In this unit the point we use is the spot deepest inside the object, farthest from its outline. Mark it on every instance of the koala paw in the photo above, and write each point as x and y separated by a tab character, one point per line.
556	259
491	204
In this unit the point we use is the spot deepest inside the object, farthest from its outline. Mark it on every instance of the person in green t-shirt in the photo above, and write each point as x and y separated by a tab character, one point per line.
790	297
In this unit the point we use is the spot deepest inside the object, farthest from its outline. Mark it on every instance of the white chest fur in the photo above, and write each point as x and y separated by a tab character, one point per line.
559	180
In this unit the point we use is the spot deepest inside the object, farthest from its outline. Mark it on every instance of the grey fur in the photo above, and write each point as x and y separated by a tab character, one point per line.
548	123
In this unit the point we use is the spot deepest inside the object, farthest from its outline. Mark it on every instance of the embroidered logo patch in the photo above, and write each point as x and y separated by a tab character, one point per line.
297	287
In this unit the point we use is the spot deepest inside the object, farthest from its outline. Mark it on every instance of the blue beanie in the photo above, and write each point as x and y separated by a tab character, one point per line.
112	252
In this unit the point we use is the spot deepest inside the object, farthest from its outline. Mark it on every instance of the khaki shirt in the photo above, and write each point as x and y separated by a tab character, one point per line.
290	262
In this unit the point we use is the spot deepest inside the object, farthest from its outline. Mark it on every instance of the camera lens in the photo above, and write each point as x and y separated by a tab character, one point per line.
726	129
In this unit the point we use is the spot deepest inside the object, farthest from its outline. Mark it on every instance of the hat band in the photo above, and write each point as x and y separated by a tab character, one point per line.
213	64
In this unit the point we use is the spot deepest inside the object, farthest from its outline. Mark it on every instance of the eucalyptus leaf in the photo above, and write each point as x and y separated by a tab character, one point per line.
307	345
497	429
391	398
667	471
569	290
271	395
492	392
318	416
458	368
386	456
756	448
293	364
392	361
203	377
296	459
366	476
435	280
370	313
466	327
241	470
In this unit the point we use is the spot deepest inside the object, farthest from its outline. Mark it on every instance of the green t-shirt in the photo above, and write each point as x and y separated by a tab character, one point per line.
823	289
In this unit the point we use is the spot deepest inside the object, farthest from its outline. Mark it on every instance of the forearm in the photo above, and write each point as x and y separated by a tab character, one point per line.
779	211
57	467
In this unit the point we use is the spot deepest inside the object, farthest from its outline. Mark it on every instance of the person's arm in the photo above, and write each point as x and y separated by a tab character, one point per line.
_ _ _ _ _
Challenge. Rewrite the material starting at the line that has "of the eucalyptus" and continuing through the end, with "deepest" changed to "most central" and everything else left as it is.

Task answer.
In this unit the point we use is the spot most central inside the object, farthest from its outline. Mark it on every instance of the eucalyptus leaf in the photo above, and write each point as x and y separated by a tab character, one point per line.
307	345
497	429
391	398
667	471
569	290
271	395
492	392
318	416
458	368
386	456
756	448
293	364
392	361
203	377
296	459
366	476
435	280
370	313
466	327
241	470
In this unit the point we use is the spot most central inside the object, farthest from its outline. Mark it on every instance of the green t-shirt in the photo above, and write each point as x and y separated by a tab character, one point per line.
823	289
In this unit the point we use is the spot most central inside the object, farthest from its outline. Mark it on every instance of the forearm in the photo above, and write each point as x and y separated by a tab character, one point per line.
779	211
57	467
In this unit the point we use is the spot most central inside the object, farthest from its outline. Mark it on every instance of the person's arm in the photo above, and write each point as x and y separated by a tab character, one point per line.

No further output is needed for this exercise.